== RECORDS TO PROCESS

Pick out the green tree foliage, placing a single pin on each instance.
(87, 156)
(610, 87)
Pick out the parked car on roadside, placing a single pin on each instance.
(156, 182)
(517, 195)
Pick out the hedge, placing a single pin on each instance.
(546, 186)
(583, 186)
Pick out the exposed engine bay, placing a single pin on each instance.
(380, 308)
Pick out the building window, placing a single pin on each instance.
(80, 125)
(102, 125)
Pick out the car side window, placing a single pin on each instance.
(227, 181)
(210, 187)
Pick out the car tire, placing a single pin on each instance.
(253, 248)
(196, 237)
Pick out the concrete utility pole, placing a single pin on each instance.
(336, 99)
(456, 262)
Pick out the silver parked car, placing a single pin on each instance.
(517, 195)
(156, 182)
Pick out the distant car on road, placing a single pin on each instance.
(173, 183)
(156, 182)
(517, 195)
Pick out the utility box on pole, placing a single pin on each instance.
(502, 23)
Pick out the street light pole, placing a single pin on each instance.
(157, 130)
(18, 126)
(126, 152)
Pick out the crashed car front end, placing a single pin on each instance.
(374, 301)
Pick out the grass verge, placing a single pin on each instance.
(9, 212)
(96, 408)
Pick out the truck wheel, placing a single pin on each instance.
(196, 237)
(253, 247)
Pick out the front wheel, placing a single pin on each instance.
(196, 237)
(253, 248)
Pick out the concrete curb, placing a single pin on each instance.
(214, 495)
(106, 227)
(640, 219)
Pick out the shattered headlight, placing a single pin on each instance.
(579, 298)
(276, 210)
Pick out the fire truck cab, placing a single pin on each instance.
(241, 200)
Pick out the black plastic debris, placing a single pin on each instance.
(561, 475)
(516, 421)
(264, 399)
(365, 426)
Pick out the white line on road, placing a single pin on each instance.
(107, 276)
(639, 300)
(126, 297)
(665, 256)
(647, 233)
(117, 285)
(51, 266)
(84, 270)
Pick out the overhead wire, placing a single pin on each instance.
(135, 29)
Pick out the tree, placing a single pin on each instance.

====

### WHAT THIS TASK INVOLVES
All of the entries above must be quoted exactly.

### TASK SOLUTION
Pick out the green tree foliage, placing a single pin on each instance.
(87, 156)
(610, 87)
Pick out the parked car on roadside, placing a single pin on each instance.
(156, 182)
(517, 195)
Pick out the hedge, placing a single pin on each instance.
(546, 186)
(583, 186)
Pick out the exposed engine bay, placing a single pin on each instance.
(380, 308)
Pick out the building window, placing a single pin on each instance.
(80, 125)
(102, 125)
Pick out the car side window, placing a single pin on each instance.
(227, 181)
(210, 187)
Pick out the car tire, placing a single pin on each instance.
(253, 248)
(196, 237)
Pick out the concrete utility pole, placing a single pin on each instance.
(336, 99)
(456, 262)
Pick out the silver parked car, placing a single pin on each instance.
(517, 195)
(156, 182)
Pick out the distant car on road, placing a single pin on each instance.
(173, 183)
(156, 182)
(517, 195)
Pick out the utility box on pole, placing a single pin on each instance.
(502, 23)
Pick out the street light pole, placing a single pin on each instance.
(157, 130)
(18, 126)
(126, 152)
Pick out the crashed car front end, placing a single pin on each instance.
(374, 301)
Pick out the grass verge, placing a single pin on each instance.
(9, 212)
(96, 408)
Pick out the truck wheel, placing a single pin on each instance.
(196, 237)
(253, 247)
Pick out the front wheel, placing a single pin on each instance.
(196, 237)
(253, 248)
Pick out the concrete curb, placing a single pin on each instance.
(214, 495)
(106, 227)
(640, 219)
Pick out the shattered headlight, placing a single pin on each instance.
(579, 298)
(276, 210)
Pick out the fire truck cab, placing a single pin on each instance.
(241, 200)
Pick out the black plastic debris, placing a single pin on each instance.
(561, 475)
(516, 421)
(264, 399)
(365, 426)
Pick out the white line on road, placing a single pin on each instance.
(107, 276)
(639, 300)
(126, 297)
(665, 256)
(647, 233)
(117, 285)
(51, 266)
(84, 270)
Pick out the overhead wire, placing a single pin on each instance.
(135, 29)
Pick out the tree, placing a single pin on each instance.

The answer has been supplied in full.